CHALLENGE 1: List every aspect of the renewable energy contribution that the report assessment in the excerpt on renewable energy and climate change covers.
CHALLENGE 2: From the excerpt on renewable energy and climate change, put this sentence into Spanish: "It is intended to provide policy relevant information to governments, intergovernmental processes, and other interested entities."
CHALLENGE 3: According to the excerpt on renewable energy and climate change, how many renewable energy sources does the IPCC special report assess?

READING PASSAGE:
◆ ◆ ◆

A pie chart of the distribution of various smart grid PROJECTS in the US (as of Jun 2011) according to project type (Figure generated with data from www.SGIClearingHouse.Org)

On a global scale, the International Panel on Climate Change (IPCC) Working Group III’s Special Report on Renewable Energy (RE) Sources and Climate Change Mitigation (SRREN) presents an assessment of the literature on the scientific, technological, environmental, economic, and social aspects of the contribution of six renewable energy sources aimed at mitigating the effects of climate change [7]. It is intended to provide policy relevant information to governments, intergovernmental processes, and other interested entities.

◆ ◆ ◆

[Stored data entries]
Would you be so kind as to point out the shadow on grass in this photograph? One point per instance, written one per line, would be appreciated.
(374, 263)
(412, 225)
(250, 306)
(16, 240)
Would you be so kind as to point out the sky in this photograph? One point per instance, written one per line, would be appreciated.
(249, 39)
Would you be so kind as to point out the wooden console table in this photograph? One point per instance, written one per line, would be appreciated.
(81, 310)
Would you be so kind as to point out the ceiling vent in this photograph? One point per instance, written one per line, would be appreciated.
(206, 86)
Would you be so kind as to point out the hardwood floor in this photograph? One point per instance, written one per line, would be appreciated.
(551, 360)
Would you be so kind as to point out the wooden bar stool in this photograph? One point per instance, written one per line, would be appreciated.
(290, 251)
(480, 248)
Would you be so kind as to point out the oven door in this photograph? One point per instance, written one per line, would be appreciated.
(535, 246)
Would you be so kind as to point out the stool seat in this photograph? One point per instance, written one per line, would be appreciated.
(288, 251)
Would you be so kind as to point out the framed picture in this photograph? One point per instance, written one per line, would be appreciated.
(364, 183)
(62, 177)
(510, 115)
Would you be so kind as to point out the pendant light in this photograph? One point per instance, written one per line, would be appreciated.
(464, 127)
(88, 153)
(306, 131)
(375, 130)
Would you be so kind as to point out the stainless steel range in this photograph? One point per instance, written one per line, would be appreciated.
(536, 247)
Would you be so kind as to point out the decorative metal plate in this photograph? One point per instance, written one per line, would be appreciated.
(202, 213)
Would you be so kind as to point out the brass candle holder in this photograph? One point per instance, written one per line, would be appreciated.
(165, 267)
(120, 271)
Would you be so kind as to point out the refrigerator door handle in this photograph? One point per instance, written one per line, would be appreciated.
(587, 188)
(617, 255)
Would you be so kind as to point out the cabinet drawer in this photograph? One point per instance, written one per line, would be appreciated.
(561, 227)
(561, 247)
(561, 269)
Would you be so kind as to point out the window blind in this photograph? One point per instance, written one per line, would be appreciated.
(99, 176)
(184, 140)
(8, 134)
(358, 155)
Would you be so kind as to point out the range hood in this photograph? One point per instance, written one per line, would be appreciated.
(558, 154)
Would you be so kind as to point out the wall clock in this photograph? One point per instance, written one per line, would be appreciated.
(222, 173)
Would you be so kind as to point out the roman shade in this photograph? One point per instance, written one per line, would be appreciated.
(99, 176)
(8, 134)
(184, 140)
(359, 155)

◆ ◆ ◆

RESULT 1:
scientific
technological
environmental
economic
social

RESULT 2: Su objetivo es proporcionar información relevante para las políticas a los gobiernos, a los procesos intergubernamentales y a otras entidades interesadas.

RESULT 3: Six.